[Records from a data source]
········

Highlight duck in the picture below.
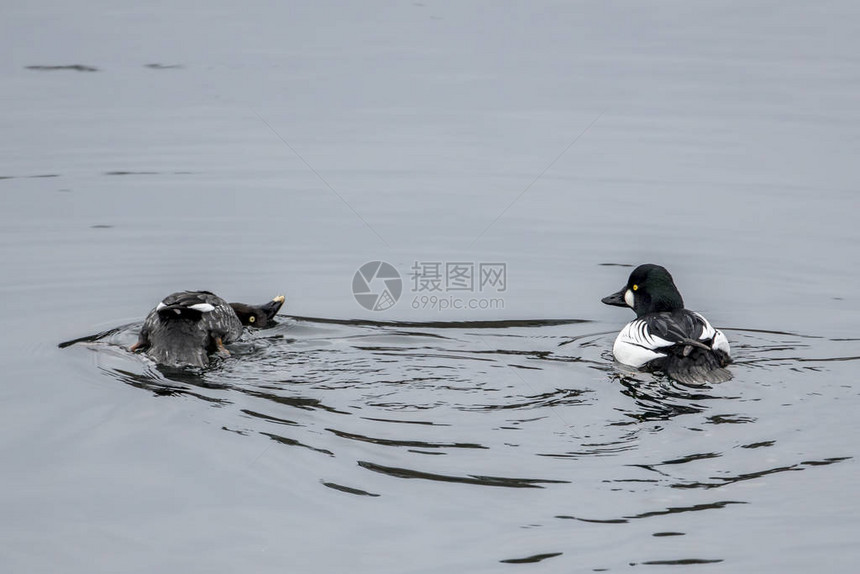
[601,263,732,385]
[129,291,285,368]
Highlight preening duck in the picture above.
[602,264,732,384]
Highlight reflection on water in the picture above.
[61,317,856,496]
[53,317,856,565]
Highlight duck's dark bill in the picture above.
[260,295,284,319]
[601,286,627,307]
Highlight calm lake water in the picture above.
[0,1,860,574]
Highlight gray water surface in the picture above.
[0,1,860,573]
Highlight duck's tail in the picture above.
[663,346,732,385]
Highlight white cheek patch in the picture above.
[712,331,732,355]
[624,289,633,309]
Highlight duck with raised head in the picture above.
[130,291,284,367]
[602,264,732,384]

········

[What you are asked to do] Please rewrite all the lines above, replacing "Highlight" with "Mark" and leaving everything else unchanged. Omit the pictures from your answer.

[The answer]
Mark duck in the picture below.
[601,263,732,385]
[129,291,285,368]
Mark preening duck in the picture above.
[602,264,732,384]
Mark reflection on water in the picture above.
[61,317,856,496]
[53,317,856,565]
Mark duck's dark bill in the picture above.
[260,295,284,319]
[601,286,627,307]
Mark calm lake water in the picture above.
[0,1,860,574]
Mark gray water surface in the picture above.
[0,1,860,573]
Mark duck's tail in the picture above.
[663,346,732,385]
Mark white cheek patch in the picture above.
[712,331,732,355]
[624,289,633,309]
Mark duck with raised head in the picture above.
[130,291,284,367]
[602,264,732,384]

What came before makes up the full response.